━━━━━ Dataset ━━━━━
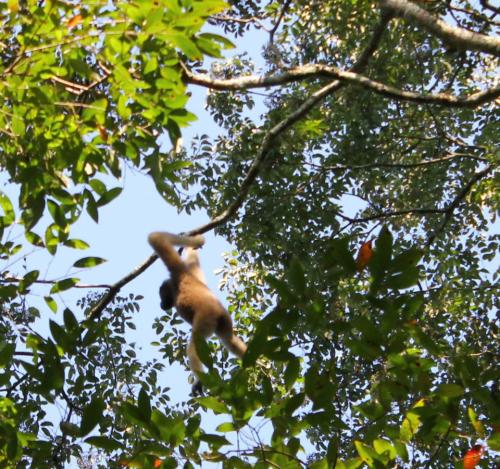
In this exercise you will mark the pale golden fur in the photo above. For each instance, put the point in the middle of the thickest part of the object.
(193, 300)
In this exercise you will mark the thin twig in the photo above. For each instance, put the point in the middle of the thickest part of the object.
(448, 213)
(52, 282)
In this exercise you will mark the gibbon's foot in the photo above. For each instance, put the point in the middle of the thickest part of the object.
━━━━━
__What you are asked to do__
Each entry should be set down exactly, pictures excluded.

__Answer space__
In this exercise you will mark the pale golden fur in the photo above. For each instance, put the point in the middle of the thickest part of the object.
(193, 300)
In this exercise you will mark the thin twig in the photo above. For each instance, put the point in the middle of the thickest part of the object.
(448, 213)
(52, 282)
In this exercise you will mark the gibbon's foot in the photo above. For each instance, put the point in the middle of the thickest part of the object.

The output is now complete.